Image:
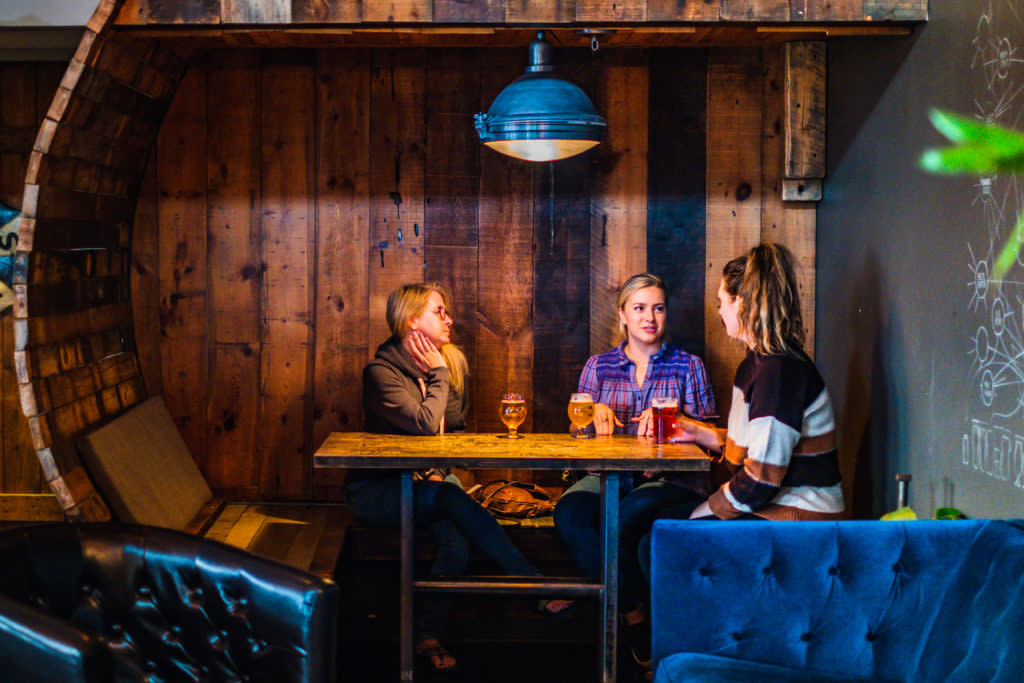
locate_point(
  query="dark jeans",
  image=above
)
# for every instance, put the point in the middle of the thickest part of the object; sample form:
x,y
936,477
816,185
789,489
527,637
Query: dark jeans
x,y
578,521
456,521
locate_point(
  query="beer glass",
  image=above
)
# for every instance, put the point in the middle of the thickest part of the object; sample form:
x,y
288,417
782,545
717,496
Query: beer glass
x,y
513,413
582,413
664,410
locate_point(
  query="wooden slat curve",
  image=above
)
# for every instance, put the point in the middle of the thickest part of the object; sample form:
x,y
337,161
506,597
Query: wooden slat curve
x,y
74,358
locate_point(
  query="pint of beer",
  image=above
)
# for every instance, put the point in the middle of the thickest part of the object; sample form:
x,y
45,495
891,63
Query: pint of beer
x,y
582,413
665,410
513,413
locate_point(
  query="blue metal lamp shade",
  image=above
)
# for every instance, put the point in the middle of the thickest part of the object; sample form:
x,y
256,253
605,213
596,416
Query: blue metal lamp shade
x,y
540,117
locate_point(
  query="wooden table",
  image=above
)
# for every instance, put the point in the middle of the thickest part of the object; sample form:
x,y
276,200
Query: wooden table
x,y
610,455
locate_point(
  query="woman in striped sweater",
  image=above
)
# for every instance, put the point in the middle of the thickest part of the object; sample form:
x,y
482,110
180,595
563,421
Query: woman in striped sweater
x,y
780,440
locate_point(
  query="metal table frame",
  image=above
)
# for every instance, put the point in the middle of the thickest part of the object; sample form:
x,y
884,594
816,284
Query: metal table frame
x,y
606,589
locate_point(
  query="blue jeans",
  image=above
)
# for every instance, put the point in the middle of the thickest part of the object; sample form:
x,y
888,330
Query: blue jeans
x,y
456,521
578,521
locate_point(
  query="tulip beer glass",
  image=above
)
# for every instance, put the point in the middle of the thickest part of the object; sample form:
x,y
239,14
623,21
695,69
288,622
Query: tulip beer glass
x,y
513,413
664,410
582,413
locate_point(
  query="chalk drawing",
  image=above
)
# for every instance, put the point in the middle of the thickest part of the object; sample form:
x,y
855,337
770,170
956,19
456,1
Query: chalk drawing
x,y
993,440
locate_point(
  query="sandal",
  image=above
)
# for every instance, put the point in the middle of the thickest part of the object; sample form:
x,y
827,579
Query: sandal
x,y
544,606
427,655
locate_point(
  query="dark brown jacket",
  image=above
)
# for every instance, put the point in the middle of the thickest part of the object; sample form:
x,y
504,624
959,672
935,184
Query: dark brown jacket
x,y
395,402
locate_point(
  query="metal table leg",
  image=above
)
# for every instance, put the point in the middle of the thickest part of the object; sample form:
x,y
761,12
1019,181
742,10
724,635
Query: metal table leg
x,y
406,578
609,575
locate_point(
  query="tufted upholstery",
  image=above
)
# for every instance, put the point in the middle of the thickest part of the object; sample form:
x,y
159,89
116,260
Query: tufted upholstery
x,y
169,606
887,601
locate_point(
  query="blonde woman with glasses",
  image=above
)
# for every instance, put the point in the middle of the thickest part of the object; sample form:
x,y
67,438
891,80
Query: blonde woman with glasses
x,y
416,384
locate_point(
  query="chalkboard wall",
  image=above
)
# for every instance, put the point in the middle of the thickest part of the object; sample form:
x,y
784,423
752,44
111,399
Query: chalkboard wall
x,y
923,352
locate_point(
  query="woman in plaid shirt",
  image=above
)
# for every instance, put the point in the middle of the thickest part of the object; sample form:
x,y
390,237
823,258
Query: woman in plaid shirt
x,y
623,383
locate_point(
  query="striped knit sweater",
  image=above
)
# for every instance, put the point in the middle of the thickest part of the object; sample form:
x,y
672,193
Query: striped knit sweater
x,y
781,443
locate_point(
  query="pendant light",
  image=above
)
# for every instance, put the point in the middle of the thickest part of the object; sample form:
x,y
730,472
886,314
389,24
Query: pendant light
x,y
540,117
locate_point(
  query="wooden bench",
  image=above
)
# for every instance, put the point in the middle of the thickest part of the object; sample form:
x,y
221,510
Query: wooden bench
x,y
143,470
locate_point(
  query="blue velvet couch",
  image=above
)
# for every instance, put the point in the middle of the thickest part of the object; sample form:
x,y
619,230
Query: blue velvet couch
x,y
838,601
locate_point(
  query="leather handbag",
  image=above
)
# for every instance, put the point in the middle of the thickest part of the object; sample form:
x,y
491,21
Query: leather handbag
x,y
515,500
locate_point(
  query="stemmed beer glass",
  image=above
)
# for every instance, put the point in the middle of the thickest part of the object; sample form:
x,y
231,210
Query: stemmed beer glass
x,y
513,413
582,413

——————

**Exercise directions**
Print the listing word for word but skip its pictures.

**Written answer**
Image:
locate_point(
  query="dark jeans",
  image=above
)
# for every instance, put the point in the middle of the thickest part of the object; sample form:
x,y
936,477
816,185
789,489
527,637
Query: dark jeans
x,y
578,521
456,521
locate_point(
  query="beer glass",
  image=above
)
# for every instance, put the point in the middle of the thickest part of the object; sample form:
x,y
288,417
782,545
717,496
Query: beer glass
x,y
513,413
582,413
664,410
locate_point(
  query="wooden slat curve",
  image=above
)
# for every instance, put the point in the middle of the thickest part of the object; sample form:
x,y
337,161
506,597
Query: wooden slat curve
x,y
74,358
locate_point(
  query="pint of beer",
  image=above
)
# for every instance, put the point in the middle of the thickest part of the object; sample form:
x,y
45,495
891,63
Query: pint of beer
x,y
582,413
665,410
513,413
locate_point(
  query="blue metal lamp shade",
  image=above
)
# for every instance, put the point in the middle of the thickest part of the object; sample form:
x,y
256,253
605,213
596,416
Query: blue metal lamp shade
x,y
540,117
locate_point(
  query="wooden table",
  image=above
)
# for every instance, put the point in the middle of the thickest part of the object; sample form:
x,y
276,200
Query: wooden table
x,y
610,455
locate_point(
  query="woman in striped sweater",
  image=above
)
# for every instance, put the point in the middle of the thickest part of the object; sample form:
x,y
482,110
180,595
563,421
Query: woman in striped sweater
x,y
780,440
locate_point(
  query="metal table frame",
  image=above
)
# for every instance, put the point in the middle of the thickest part of the object; sample form:
x,y
884,594
816,284
Query: metal table frame
x,y
606,589
locate_point(
  query="blue jeans",
  image=above
)
# for every instance, put the point in the middle of the thickest part of the object; sample form:
x,y
888,330
Query: blue jeans
x,y
456,521
578,521
locate_point(
  query="tulip beer glass",
  image=above
)
# for every instance, put the point in the middle of the thickest part of the object; sample form:
x,y
239,14
623,21
695,69
288,622
Query: tulip beer glass
x,y
513,413
664,410
582,413
locate_point(
  query="chalk drawing",
  image=above
)
# for every instance, put the point in the middle of the thickest part of the object; sample form:
x,y
855,337
770,170
956,19
456,1
Query: chalk drawing
x,y
993,440
locate_point(
  query="sandal",
  image=above
)
# for every instance, put the point in the middle of the thickest part of the object; sample form:
x,y
827,579
Query: sandal
x,y
544,606
427,655
locate_point(
  query="dark brown jacket",
  image=above
)
# for every instance, put the point in the middle of the thickest part of the object; sample form:
x,y
504,624
959,672
935,184
Query: dark brown jacket
x,y
395,402
locate_point(
  query="metal table leg",
  image=above
)
# for every instance, put the point in the middle of the thickest part of the object; sample form:
x,y
761,12
1019,181
742,10
724,635
Query: metal table leg
x,y
406,578
609,575
locate_point(
  query="tufted upholstery",
  image=above
)
# for every instance, put the point in the middle of the thickest part of the object; sample form:
x,y
159,89
116,260
Query: tufted upholstery
x,y
169,606
887,601
locate_point(
  query="blonde woman with glasses",
  image=above
)
# for every instance, put the point in the middle of the thickest part of the object; sample form:
x,y
67,438
891,80
Query: blonde woman with glasses
x,y
416,384
locate_point(
  query="chalkboard wall",
  image=above
)
# for every instance, put the point in the middle of the thickest part of the object; sample form:
x,y
784,423
752,44
111,399
Query: chalkboard wall
x,y
923,352
locate_point(
  query="woman in plaid shirt",
  image=above
)
# for every instance, put the point in the middle of the thickest part of the object; sample form:
x,y
390,237
823,258
Query: woman in plaid shirt
x,y
623,383
locate_point(
  query="striped knit sweater",
  image=above
)
# for every instance, put the point in the middle of the thickest part of the object; sample form:
x,y
672,193
Query: striped knit sweater
x,y
781,443
locate_point(
  query="pendant light",
  image=above
)
# for every instance, put the point in the middle of the thickest part of the object; sample form:
x,y
730,472
886,314
389,24
Query: pendant light
x,y
540,117
locate_point(
  query="wooden bench",
  image=above
)
# for every instance, put the point in the middle of the thickest part of the object; sample form:
x,y
221,510
Query: wooden bench
x,y
143,470
locate_point(
  query="blue velvet couch",
  image=above
)
# for every instance, put the point in the middle of the thickest part of the object; sample form:
x,y
619,230
Query: blue velvet couch
x,y
838,601
locate_point(
  query="leather handbag",
  image=above
)
# for every instance, put the point in the middle of the thickest part of the object; sample form:
x,y
491,21
Query: leather handbag
x,y
515,500
locate_point(
  query="stemmed beer glass",
  image=above
)
# for every instance, put the point in the middle of the thickest part of the object; sample form:
x,y
231,210
Query: stemmed beer glass
x,y
513,413
582,413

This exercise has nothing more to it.